Os produtos culturais e as obras científicas da época, como os filmes Os Fuzis, de Ruy Guerra, e Vidas Secas, adaptação do romance homônimo de Graciliano Ramos, de Nelson Pereira dos Santos, ambos de 1963, a obra Quatro Séculos de Latifúndio, de Alberto Passos Guimarães, do mesmo ano, por exemplo, são também testemunhos de uma viva tentativa de representar e analisar detidamente a questão agrária. O governo, igualmente, não podia passar por cima dela ou adiá-la, motivo pelo qual um dos componentes mais importantes das reformas de base de João Goulart era a reforma agrária. O Congresso, em 1963, chegou a aprovar o Estatuto do Trabalhador Rural, que, em tese, daria ao camponês os mesmos direitos que tinham os trabalhadores urbanos. 

No famoso discurso na Central do Brasil, em 13 de março de 1964, Goulart disse que buscava a “abolição do cativeiro para dezenas de milhões de brasileiros que vegetam no interior, em revoltantes condições de miséria”. A via escolhida pelo governo para conseguir o resultado, que envolvia a mobilização das Forças Armadas (FA) na demarcação e atribuição das terras e na garantia do processo e dependia da aceitação de uma alteração constitucional que permitiria o pagamento de indenização aos latifundiários em títulos de dívida pública, comprovou-se falha. Desprezando a mobilização popular, a reforma agrária de Goulart, que não quis se dar “na marra”, foi vítima da reação latifundiária e das FA, que comprovaram mais uma vez quais interesses de fato defendiam e seu destino golpista.

■ ■ ■ ■

Instruções das tarefas:
a) Segundo o trecho sobre a reforma agrária, em que data Goulart fez o discurso na Central do Brasil?
b) Dê continuidade ao trecho sobre a reforma agrária, começando logo após a última frase.
As entradas a seguir não têm nenhuma relação com o trecho sobre a reforma agrária.

Entradas de anotação de pontos em imagens:
■ ■ ■ ■

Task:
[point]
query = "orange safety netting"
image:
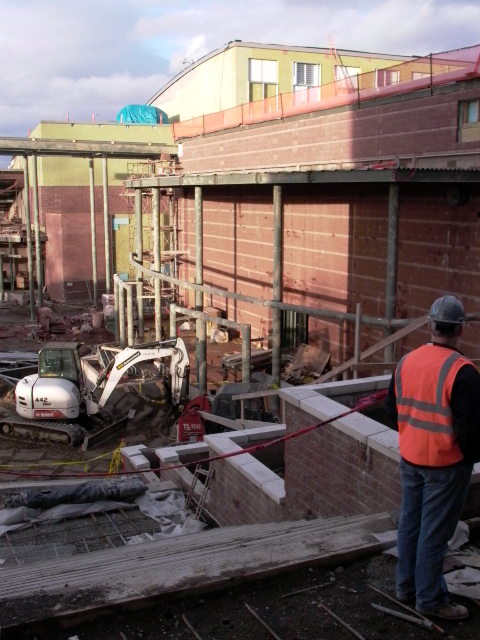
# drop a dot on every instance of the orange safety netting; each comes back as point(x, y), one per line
point(420, 73)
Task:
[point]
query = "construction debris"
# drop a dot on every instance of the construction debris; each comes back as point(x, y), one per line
point(427, 624)
point(308, 362)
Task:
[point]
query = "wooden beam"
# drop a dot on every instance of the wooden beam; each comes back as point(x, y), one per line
point(413, 326)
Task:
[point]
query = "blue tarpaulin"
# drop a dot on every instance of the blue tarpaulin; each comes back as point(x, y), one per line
point(142, 114)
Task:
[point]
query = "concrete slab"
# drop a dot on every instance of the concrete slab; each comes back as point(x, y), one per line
point(296, 394)
point(208, 559)
point(386, 442)
point(29, 455)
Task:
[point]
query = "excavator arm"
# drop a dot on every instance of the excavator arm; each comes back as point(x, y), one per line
point(130, 356)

■ ■ ■ ■

Respostas por tarefa:
a) Em 13 de março de 1964.

b)
As Ligas Camponesas

As primeiras Ligas Camponesas brasileiras nasceram em 1945, sob direção do Partido Comunista do Brasil (P.C.B.), tendo sua existência legal encurtada pela passagem do Partido à clandestinidade, logo em 1947. Apesar da dissolução em 1948, as Ligas, que surgiram às centenas e organizavam milhares de camponeses, deixaram uma marca permanente no Movimento Camponês combativo, encabeçando a luta armada de Porecatu. A atuação do campesinato dirigido pelo P.C.B. também foi essencial para a conformação do território livre de Trombas e Formoso

Em Porecatu, o campesinato deslocado pela política da “Marcha para o Oeste” de Getúlio Vargas e traído pelo governo, que lhe prometera terras, mas não concedeu títulos de propriedade, deixando aquelas massas como vítimas da predação grileira do latifúndio, juntou-se ao P.C.B. para invadir as fazendas, expulsar a tiros os jagunços e deter os latifundiários grileiros. O governo fascista do Estado Novo levaria, mesmo com todo o aparato repressivo à sua disposição, três anos para conseguir desarticular a revolta. Em Trombas e Formoso, às margens da estrada Transbrasiliana, camponeses liderados por José Porfírio, destacado militante comunista e camponês de origem, tomaram as terras devolutas griladas por latifundiários. A luta de Trombas e Formoso, que repeliu constantes ataques da repressão com sucesso e garantiu a criação de um território com governo próprio, continuaria até o golpe militar de 1964, quando a repressão passaria a perseguir e assassinar suas antigas lideranças, inclusive Porfírio, um dos “desaparecidos” do regime militar fascista, em 1973.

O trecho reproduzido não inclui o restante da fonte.